▶ TASK BRIEF:
Each line of the data that includes "wearing" must be copied.

Segment Start: DATASET CONTENT

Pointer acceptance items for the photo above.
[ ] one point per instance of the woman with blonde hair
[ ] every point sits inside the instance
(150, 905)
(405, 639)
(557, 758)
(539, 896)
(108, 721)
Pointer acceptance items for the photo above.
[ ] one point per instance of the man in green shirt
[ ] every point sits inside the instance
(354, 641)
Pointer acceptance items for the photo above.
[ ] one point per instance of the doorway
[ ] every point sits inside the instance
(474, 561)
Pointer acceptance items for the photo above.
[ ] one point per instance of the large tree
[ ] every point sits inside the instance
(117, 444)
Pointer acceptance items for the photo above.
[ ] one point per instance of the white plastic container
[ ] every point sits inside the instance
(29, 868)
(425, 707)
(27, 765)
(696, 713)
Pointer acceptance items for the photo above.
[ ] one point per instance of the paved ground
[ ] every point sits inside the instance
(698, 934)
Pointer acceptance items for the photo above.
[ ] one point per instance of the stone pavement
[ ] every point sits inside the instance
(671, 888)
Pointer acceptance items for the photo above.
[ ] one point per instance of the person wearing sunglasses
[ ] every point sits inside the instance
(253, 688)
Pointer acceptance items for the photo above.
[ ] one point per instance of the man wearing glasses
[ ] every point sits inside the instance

Segment End: DATASET CONTENT

▶ RESPONSE BELOW:
[ ] one point per instance of the person wearing sunglasses
[ ] one point per instance of the man wearing glasses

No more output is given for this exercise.